- Opening Delimiter -
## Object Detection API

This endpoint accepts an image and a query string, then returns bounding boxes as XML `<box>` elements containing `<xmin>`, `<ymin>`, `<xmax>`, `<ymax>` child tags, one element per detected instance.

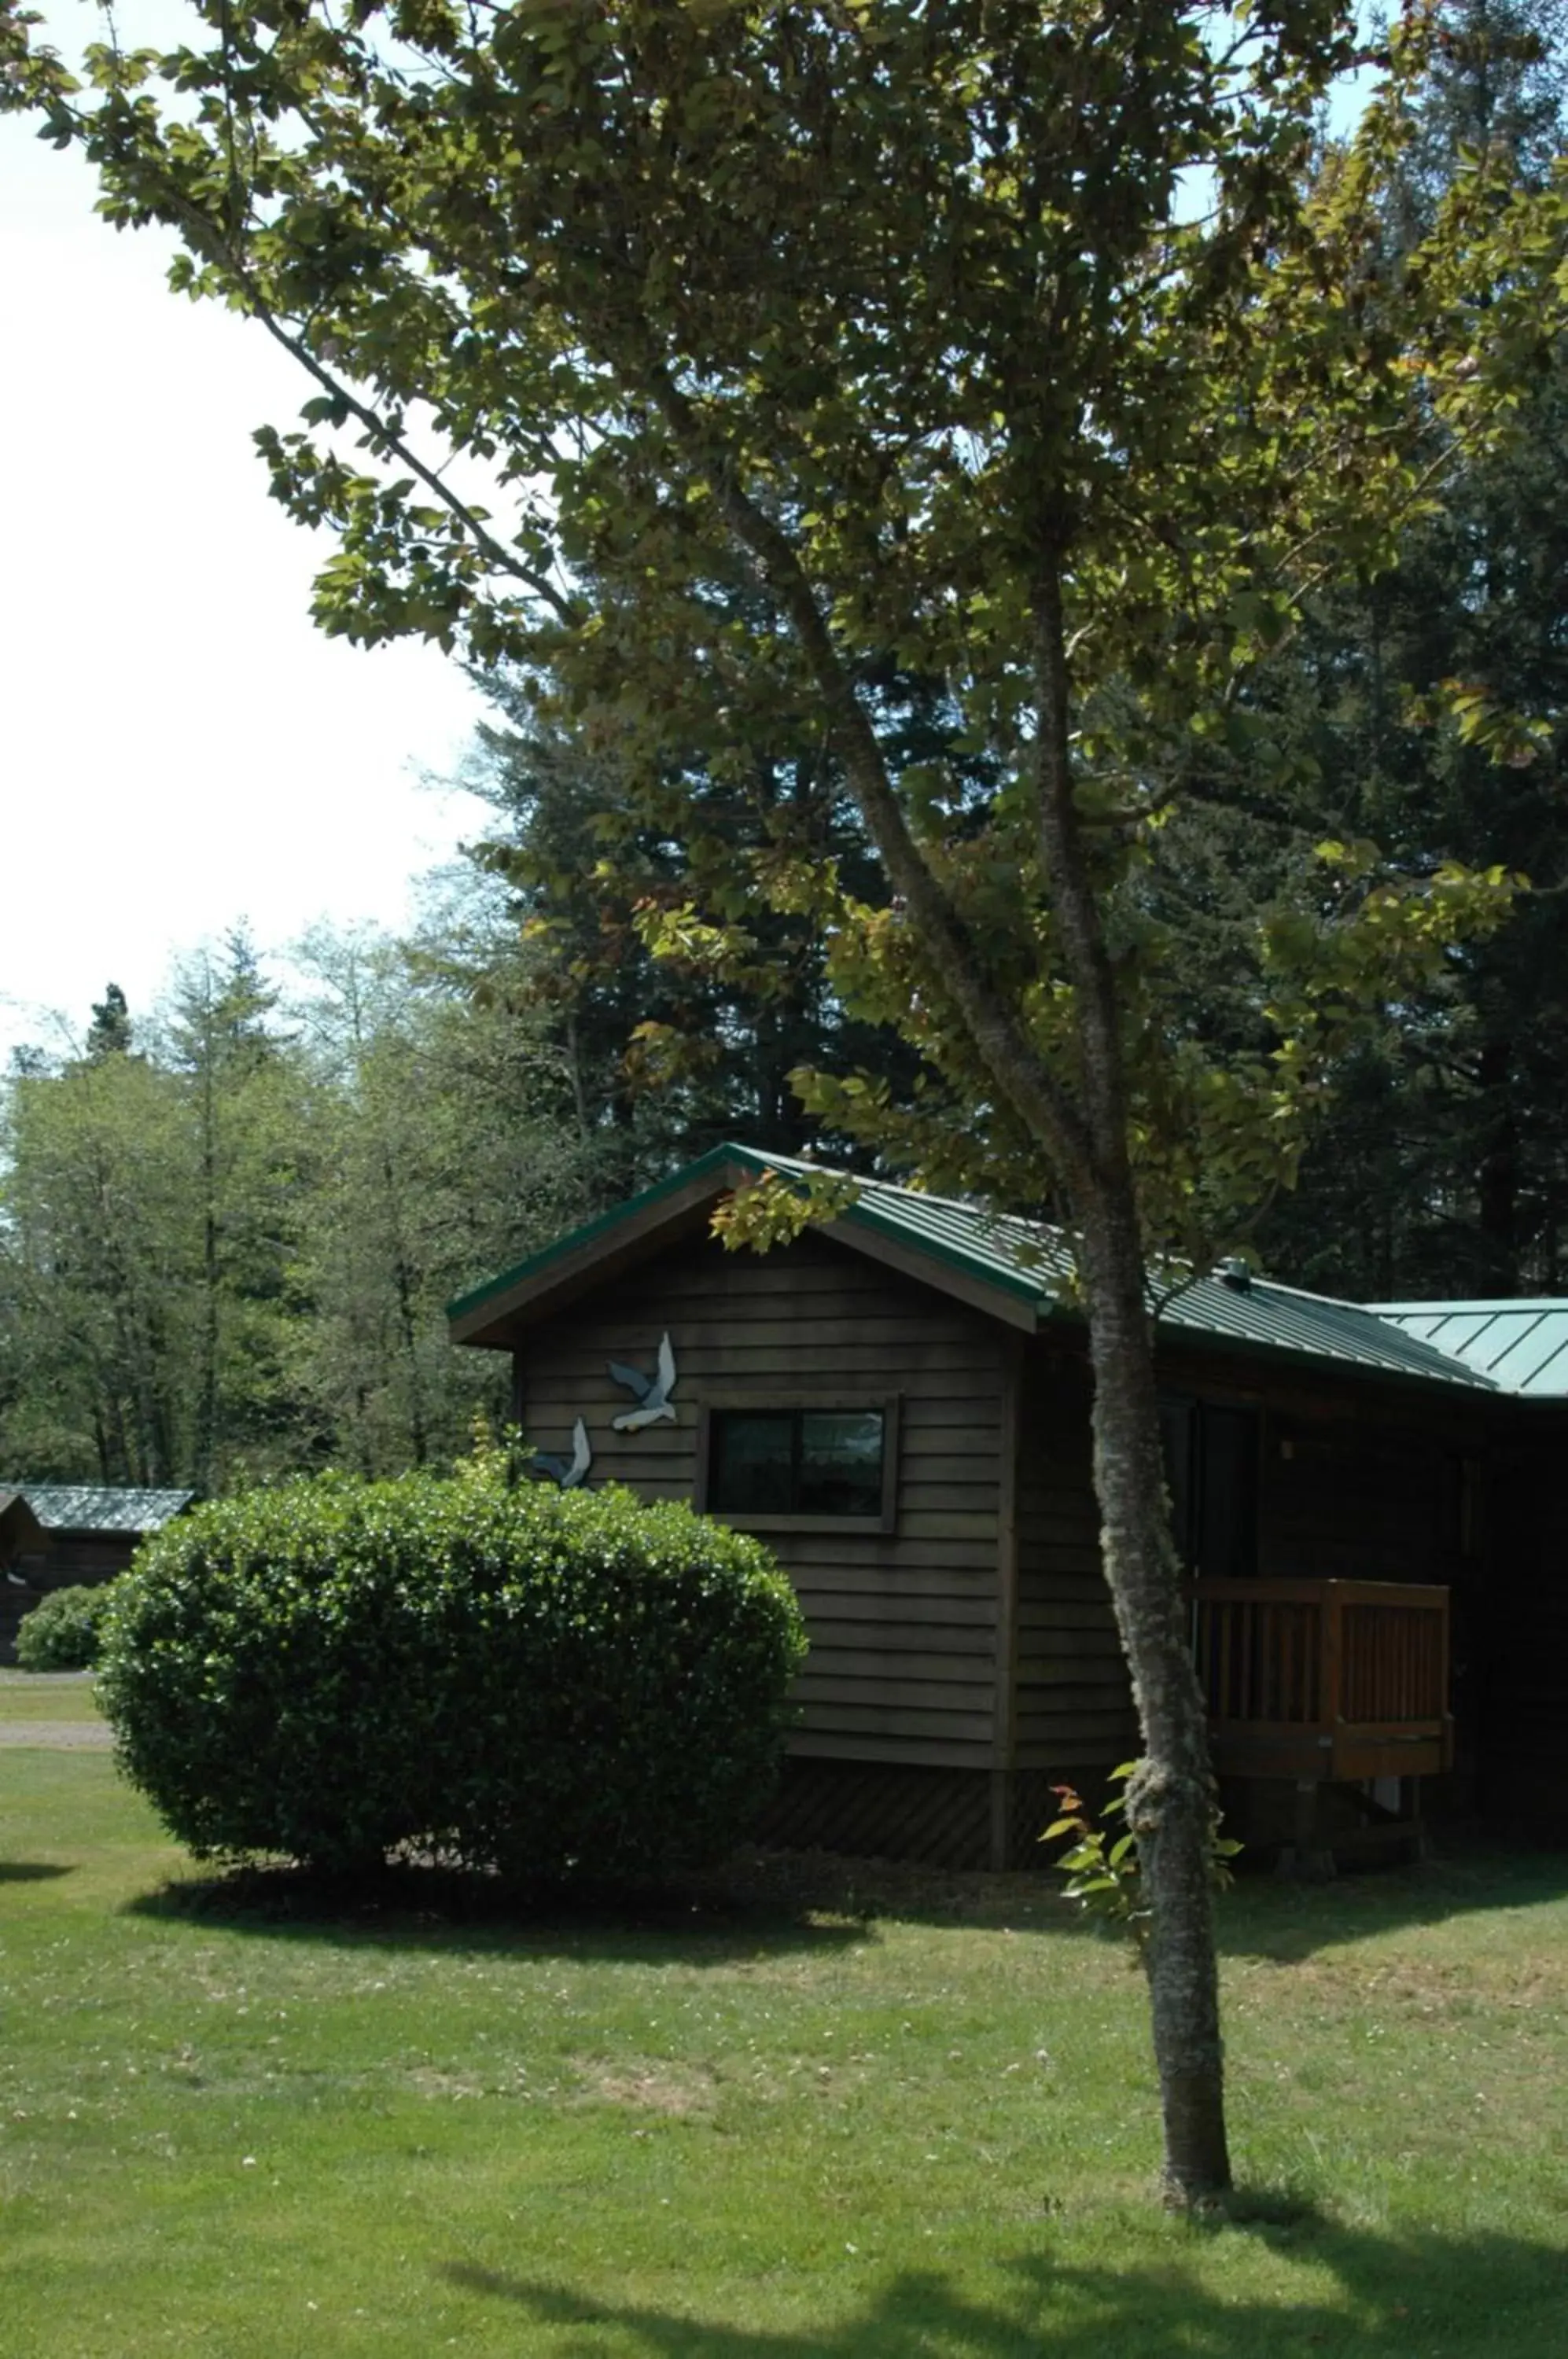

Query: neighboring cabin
<box><xmin>451</xmin><ymin>1143</ymin><xmax>1557</xmax><ymax>1869</ymax></box>
<box><xmin>0</xmin><ymin>1486</ymin><xmax>193</xmax><ymax>1661</ymax></box>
- Closing Delimiter -
▸ **Exercise**
Reproduce exactly and only the lines from the "This endpoint accepts" line to the last line of the records above. Do not carry over any pictures.

▸ **Task solution**
This endpoint accepts an image and a query string, then returns bounding boxes as XML `<box>` elements containing `<xmin>`, `<ymin>`, `<xmax>`, `<ymax>` child tags, one element per detected instance.


Query: neighboring cabin
<box><xmin>451</xmin><ymin>1143</ymin><xmax>1557</xmax><ymax>1869</ymax></box>
<box><xmin>0</xmin><ymin>1486</ymin><xmax>193</xmax><ymax>1661</ymax></box>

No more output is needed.